**WHAT IS NEEDED:** Continue the forum post comparing Kyma and MAX/MSP from where it stops, picking up after its last sentence.

**SELECTED PASSAGE:**
━━━━━━━━
Ok, first off, here's a really good post on Kyma vs MAX/MSP vs Nord Modular by Anthony Bisset.

http://www.gearslutz.com/board/electronic-music-instruments-electronic-music-production/343085-kyma-compared-max-msp-nord-modular.html

I too use MAX/MSP. I also use it for tool and workflow creation. Aka SevenUpLive 2.0 for the monome.

MAX is really good at connecting stuff and controlling stuff. I don't find it particularly well suited to designing sounds.

KYMA on the other hand has a primary purpose of being almost a definitive platform for sound design. Supporting everything from nice sounding patches and straight subtractive stuff to very esoteric and bizarre forms of synthesis. You pretty much can combine anything with anything so a lot of times you create mashups of a bunch of different higher level patches. This is far more productive at actually creating interesting sound design than MAX/MSP.

The sound quality is untouchable. It's immediately apparent when you start working with it. This all stems from the fact that all sound computations happen in realtime within one clock cycle or sample. So KYMA is sample accurate. You are not doing sound computations on vectors of samples, unless you want to.

Another aspect of KYMA is the ability to have hot values for outside control of the patch. This is very easy to do. These hot values can connect to controls or can be controlled via midi or now OSC which gives you a nice connection to the outside world. the new OSC support is great, especially to connect MAX to KYMA.
━━━━━━━━
**DATA LINES:**

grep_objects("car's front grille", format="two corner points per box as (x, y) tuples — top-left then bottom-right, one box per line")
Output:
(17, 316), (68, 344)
━━━━━━━━
**RESPONSE:**
The flow of a KYMA patch is a directed graph of signal flow. This is of course very different than MAX but very familiar in synthesis since signals flow from left to right. The components in the flow can be very low level or very high level prototypes for synthesis.

It's ridiculously easy to put a filterbank of 32 bands for example in a flow controlled by other aspects of a patch. It's also easy to resynthesize a sound by using an oscillator bank of 1000 sine waves controlled by the spectra of another sound.

But then you might be using something very simple like a VCA or an ADSR envelope.

But to answer your specific questions

Everything I hear about kyma is really interesting to me. I love the semi-programming interface. What I wonder though is how "useful" it is. I mean, it's one thing for it to be an amazing tool for very infrequent occasions. It's another thing entirely to be a system that can contribute to every project I work on, and allow me to be more creative and think outside of the box in more than just the exceptional situations. That's what I'm looking for! Not that I don't love the lucid nightmares about buffer size and envelope shape etc. that Max/MSP gives me. So my question to you: How do you use Kyma? How valuable is it to you, creatively? How do you fit it into your workflow?

First of all, I'm not a sound designer by profession, I just have an interest in music and synthesis. If I was though I think I'd be all over KYMA for a few reasons.

  1. It's a tool for learning. You can do or prototype just about any idea in sound fairly quickly with sometimes surprising results. For example, here's a fun patch I was playing with that sounded like a digeridoo.

http://createdigitalmusic.com/2010/03/15/osc-files-play-that-funky-music-hexagons/

Modular synth controlling KYMA http://www.vimeo.com/10943340

  1. You can build your own library of building blocks and keep combining them into new things. For example, let's say you want to create crazy engine, mechanical drones. You could build a patch that uses various methods of using detuned oscillator banks to create you own drone machine.

  2. Kind of a secret weapon for sound design. If that was my profession. I'd be all over it.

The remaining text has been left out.